## Provided text
People v. Saunders, 307 Ill. App. 3d 406 (1999)

Aug. 23, 1999 · Illinois Appellate Court · No. 1-98-0352
307 Ill. App. 3d 406

THE PEOPLE OF THE STATE OF ILLINOIS, Plaintiff-Appellee, v. MICHAEL SAUNDERS, Defendant-Appellant.

First District (1st Division)

No. 1—98—0352

Opinion filed August 23, 1999.

*407Rita A. Fry, Public Defender, of Chicago (Frederick Weil, Assistant Public Defender, of counsel), for appellant.

Richard A. Devine, State’s Attorney, of Chicago (Renee Goldfarb, Janet Mahoney, and Eve Reilly, Assistant State’s Attorneys, of counsel), for the People.

JUSTICE TULLY

delivered the opinion of the court:

Following a bench trial, defendant Michael Saunders was convicted of first degree murder and aggravated criminal sexual assault and sentenced to consecutive prison terms of 34 years and 6 years, respectively. Defendant contends on appeal that collateral estoppel barred the trial court from reconsidering its ruling on defendant’s motion to suppress his statement as involuntary and that the court erred in reversing its original finding.

For the reasons that follow, we affirm.

Defendant’s convictions arose from a November 6, 1994, incident at 5356 South Bishop in Chicago in which defendant and four codefendants (Jerry Fincher, Vincent Thames, Terrill Swift and Harold Richardson) were indicted because they had sexually assaulted and murdered the victim, Nina Glover. Several months later, Jerry Fincher voluntarily gave the police information regarding the murder, hoping to “get some consideration” for his friend who had been arrested on a drug charge. Eventually, codefendants Fincher, Thames and Swift all gave inculpatory statements that incriminated defendant as well. Defendant was arrested on March 11, 1995, and subsequently gave an inculpatory statement.

## Task requirements
**a)** According to the court opinion, on what date was Michael Saunders arrested?
**b)** Tell whether each statement agrees with the court opinion, answering yes or no and quoting the words of the opinion that decide it: (i) Saunders was tried before a jury. (ii) The incident took place at 5356 South Bishop in Chicago. (iii) Jerry Fincher went to the police to help his brother.
**c)** Carry on with the Saunders court opinion from the point where it stops.

## Entries supplied
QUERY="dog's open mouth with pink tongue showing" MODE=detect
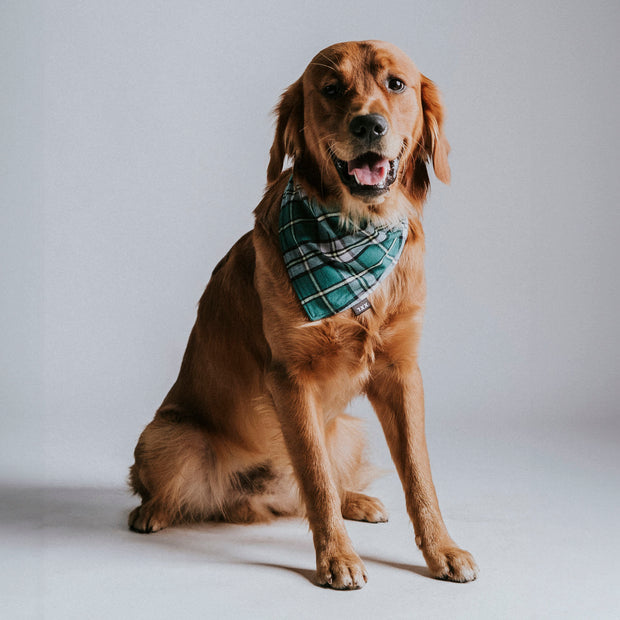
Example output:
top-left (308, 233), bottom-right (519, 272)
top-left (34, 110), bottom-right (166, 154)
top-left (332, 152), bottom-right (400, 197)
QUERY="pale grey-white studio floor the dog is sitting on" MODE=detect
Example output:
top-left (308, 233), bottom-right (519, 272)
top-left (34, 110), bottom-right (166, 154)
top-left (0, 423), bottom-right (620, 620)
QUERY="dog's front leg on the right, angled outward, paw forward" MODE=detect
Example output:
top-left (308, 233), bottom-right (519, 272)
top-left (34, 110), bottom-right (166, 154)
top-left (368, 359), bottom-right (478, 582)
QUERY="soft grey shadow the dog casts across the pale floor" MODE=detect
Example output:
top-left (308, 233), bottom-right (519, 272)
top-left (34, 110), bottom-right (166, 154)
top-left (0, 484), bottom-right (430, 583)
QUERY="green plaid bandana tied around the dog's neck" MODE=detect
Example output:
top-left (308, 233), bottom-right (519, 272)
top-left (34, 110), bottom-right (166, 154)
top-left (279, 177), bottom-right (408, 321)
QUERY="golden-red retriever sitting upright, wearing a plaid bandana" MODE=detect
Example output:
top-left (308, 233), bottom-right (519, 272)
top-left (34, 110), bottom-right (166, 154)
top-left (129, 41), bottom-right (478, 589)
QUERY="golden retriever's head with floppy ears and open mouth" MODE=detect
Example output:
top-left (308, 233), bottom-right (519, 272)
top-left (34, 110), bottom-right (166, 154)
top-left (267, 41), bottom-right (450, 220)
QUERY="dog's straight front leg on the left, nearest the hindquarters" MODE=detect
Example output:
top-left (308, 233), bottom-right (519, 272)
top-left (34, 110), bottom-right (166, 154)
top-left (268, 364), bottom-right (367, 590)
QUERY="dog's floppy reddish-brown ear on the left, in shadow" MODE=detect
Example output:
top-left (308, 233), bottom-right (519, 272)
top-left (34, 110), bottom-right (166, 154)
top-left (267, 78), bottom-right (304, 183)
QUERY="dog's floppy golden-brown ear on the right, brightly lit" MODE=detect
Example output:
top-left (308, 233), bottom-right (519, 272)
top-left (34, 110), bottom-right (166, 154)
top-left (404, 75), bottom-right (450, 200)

==

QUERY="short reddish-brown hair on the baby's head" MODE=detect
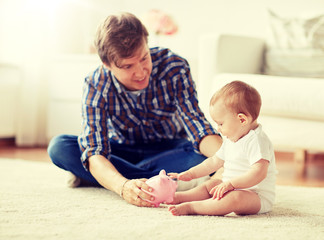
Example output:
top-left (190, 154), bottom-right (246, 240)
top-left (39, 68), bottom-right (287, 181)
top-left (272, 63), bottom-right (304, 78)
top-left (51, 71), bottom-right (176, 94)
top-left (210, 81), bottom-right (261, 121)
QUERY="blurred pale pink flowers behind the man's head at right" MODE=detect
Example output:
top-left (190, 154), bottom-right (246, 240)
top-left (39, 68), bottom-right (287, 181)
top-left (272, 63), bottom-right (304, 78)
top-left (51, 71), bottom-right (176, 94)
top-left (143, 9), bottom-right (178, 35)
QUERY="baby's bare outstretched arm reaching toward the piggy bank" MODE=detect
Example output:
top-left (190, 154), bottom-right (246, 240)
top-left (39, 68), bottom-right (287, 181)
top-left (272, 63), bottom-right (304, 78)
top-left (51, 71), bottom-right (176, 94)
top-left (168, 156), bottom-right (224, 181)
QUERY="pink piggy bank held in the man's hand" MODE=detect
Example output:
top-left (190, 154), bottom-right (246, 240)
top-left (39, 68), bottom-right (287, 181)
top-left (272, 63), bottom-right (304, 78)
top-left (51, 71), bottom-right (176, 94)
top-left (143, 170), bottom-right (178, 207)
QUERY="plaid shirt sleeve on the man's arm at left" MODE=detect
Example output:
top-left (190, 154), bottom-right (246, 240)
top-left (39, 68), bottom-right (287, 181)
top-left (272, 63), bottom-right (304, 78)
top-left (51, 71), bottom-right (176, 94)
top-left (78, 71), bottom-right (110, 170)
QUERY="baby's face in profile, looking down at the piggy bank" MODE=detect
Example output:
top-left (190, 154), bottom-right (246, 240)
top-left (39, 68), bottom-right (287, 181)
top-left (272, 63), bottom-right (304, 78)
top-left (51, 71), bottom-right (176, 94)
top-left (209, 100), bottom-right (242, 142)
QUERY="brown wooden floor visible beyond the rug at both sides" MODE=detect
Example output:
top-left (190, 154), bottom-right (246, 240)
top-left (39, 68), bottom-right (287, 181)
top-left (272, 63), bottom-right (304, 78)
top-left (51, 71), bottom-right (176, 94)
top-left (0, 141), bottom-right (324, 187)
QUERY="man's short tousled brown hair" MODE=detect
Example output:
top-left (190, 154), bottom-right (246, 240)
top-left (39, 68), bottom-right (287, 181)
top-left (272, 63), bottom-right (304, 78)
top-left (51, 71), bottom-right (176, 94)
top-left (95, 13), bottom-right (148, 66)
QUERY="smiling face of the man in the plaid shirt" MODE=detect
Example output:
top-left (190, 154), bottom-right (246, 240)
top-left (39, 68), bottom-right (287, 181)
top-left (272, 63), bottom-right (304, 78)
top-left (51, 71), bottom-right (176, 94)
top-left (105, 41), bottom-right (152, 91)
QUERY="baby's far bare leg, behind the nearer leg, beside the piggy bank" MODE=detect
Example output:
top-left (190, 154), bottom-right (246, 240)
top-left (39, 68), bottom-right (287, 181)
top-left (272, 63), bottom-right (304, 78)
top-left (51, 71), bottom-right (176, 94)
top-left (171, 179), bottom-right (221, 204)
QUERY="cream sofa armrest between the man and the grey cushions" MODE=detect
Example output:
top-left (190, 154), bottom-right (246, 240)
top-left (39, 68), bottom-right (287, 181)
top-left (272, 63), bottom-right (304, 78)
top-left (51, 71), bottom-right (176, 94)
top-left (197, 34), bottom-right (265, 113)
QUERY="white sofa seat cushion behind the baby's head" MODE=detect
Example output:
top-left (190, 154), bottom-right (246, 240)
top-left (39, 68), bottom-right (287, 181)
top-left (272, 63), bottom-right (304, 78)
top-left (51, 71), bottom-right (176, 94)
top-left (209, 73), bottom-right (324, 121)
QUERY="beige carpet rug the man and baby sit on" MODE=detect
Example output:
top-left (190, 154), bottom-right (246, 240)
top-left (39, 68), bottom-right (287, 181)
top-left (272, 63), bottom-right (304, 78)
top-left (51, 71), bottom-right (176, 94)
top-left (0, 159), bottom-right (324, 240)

--

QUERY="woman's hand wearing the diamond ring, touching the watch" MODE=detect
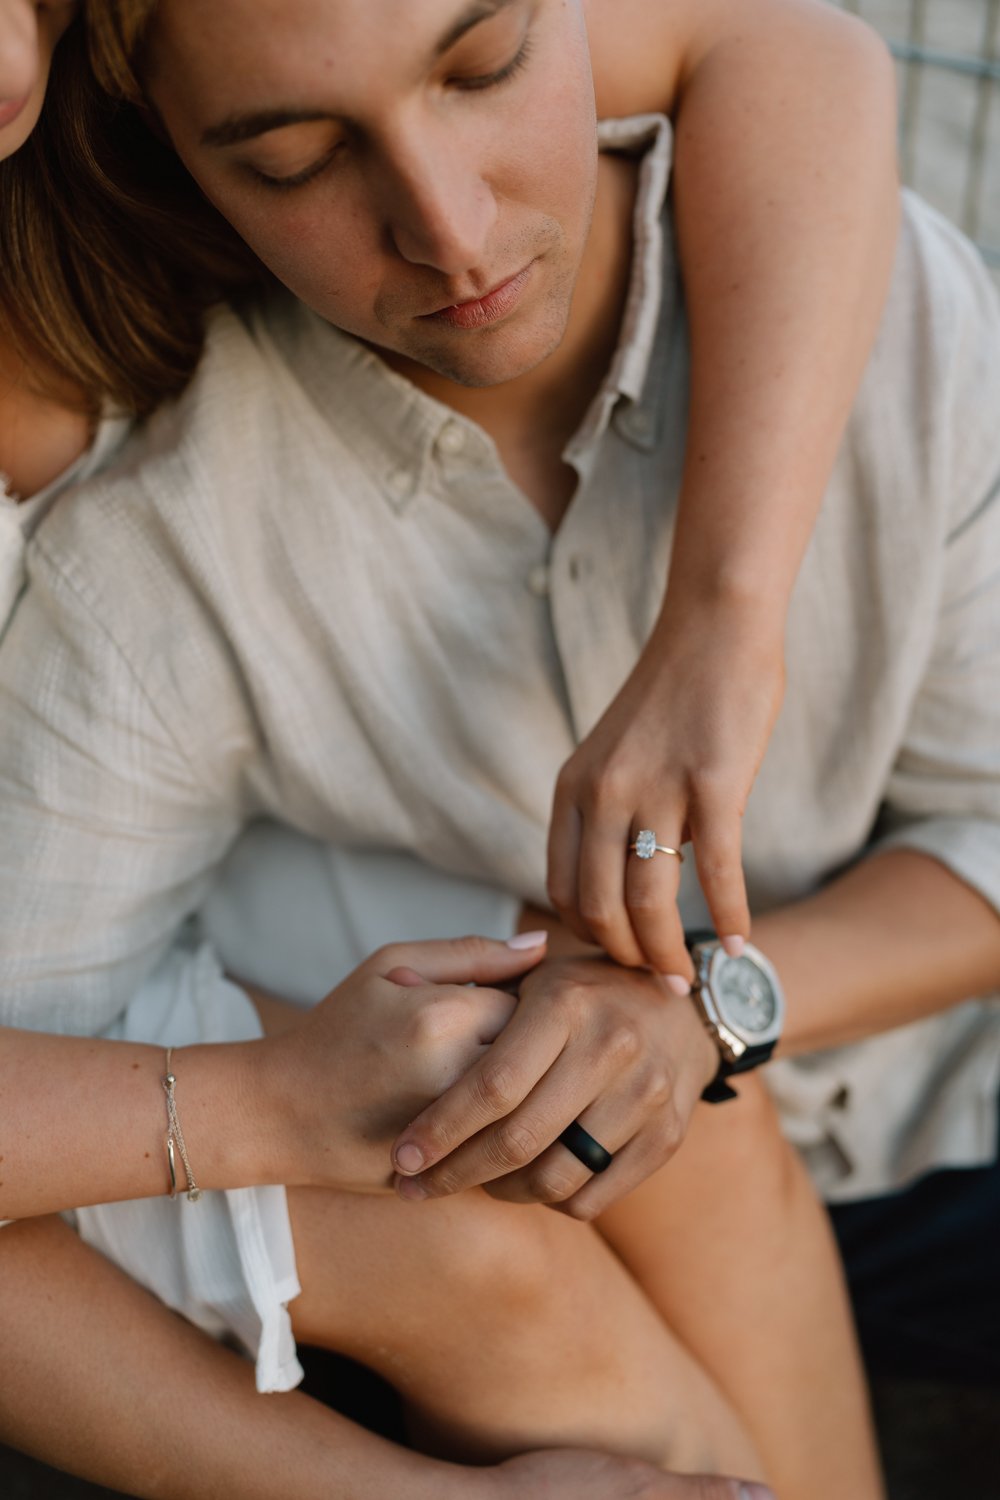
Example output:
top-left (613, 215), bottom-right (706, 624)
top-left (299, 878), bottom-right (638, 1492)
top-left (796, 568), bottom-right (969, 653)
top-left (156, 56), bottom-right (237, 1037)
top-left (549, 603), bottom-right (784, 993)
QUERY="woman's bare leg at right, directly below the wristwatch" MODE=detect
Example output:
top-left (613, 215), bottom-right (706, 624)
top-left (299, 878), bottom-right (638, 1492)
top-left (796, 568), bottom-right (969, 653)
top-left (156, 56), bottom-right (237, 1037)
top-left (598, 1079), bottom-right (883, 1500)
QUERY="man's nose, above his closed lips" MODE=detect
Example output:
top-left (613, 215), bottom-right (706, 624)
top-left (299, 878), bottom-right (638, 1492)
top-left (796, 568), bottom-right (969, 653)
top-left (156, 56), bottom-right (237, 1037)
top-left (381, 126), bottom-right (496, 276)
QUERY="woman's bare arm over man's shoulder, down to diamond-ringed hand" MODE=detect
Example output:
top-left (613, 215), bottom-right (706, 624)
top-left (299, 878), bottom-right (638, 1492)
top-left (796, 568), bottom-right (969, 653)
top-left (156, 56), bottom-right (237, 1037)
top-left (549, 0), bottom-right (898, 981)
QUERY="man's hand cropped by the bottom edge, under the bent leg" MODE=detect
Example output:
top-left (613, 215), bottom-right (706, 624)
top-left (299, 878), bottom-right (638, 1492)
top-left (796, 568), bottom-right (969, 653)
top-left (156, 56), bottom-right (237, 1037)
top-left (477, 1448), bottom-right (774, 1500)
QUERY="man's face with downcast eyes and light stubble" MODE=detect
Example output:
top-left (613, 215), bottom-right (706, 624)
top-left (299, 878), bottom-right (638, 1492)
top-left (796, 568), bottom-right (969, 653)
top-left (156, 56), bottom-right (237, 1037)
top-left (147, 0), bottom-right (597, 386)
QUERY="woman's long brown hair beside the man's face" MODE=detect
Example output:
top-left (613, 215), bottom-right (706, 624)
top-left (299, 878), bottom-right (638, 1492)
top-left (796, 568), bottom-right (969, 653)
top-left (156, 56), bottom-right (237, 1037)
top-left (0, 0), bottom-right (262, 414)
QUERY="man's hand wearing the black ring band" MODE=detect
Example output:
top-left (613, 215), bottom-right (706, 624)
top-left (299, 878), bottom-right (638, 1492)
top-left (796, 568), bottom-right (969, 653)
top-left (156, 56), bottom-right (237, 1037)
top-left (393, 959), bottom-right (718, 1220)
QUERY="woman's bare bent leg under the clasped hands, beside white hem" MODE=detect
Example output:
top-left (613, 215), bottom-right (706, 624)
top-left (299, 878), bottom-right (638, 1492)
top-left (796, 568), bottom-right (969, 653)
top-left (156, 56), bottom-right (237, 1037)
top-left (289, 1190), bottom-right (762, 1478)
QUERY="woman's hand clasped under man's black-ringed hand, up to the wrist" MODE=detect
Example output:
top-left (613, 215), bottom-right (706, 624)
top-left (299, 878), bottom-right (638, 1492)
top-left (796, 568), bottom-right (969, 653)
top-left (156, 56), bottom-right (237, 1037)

## Replies
**a)** March 11, 1995.

**b)**
(i) No: "Following a bench trial"
(ii) Yes: "a November 6, 1994, incident at 5356 South Bishop in Chicago"
(iii) No: "hoping to “get some consideration” for his friend who had been arrested on a drug charge"

**c)**
Hearings on defendant’s motion to suppress his statement were held on September 17 and September 24, 1997. Detective Richard Pal*408adino testified that he was notified at 4 p.m. of defendant’s arrest. At 4:30 p.m. Paladino advised defendant of his Miranda rights and also told him, as a juvenile, that if he were charged, he would be tried as an adult. Detective Clancey was also present. Defendant stated he understood each of his rights. Paladino told him that everybody involved in the incident was in custody and the police knew what had happened. Paladino said he was not going to question defendant at that time but told him to think about the incident.

At 4:45 p.m., Paladino returned with youth officer Charles Bowen. Paladino again advised defendant as he had done earlier. The youth officer remained for the entire interview.

At 7 p.m., Assistant State’s Attorney Valentini questioned defendant after advising him again of his Miranda rights and juvenile warnings. Paladino and the youth officer were present. Paladino testified that neither he nor anyone in his presence slapped defendant, pulled on his earring or lied to him about telephoning his mother. Defendant did not ask for either his mother or an attorney and did not invoke his right to remain silent.

On cross-examination, Paladino testified that although he attempted to contact defendant’s mother by telephone, he did not note the telephone call in his arrest report. Paladino sent Officers Coughlin and Golden to find defendant’s mother at 4:05 p.m. When they were unable to locate her, Paladino contacted the youth officer, who was present during defendant’s questioning. The plainclothes youth officer advised defendant of his Miranda rights and gave him the juvenile warnings before Paladino questioned him.

Youth Officer Bowen testified that when he first saw defendant at 4:45 p.m., he introduced himself as a youth officer and told defendant he was there to protect defendant’s rights as a juvenile. Bowen advised defendant of his rights and told him that he would be tried as an adult if the charges were approved. Defendant stated that he understood. Bowen corroborated that Paladino also advised defendant similarly and that defendant again indicated his understanding.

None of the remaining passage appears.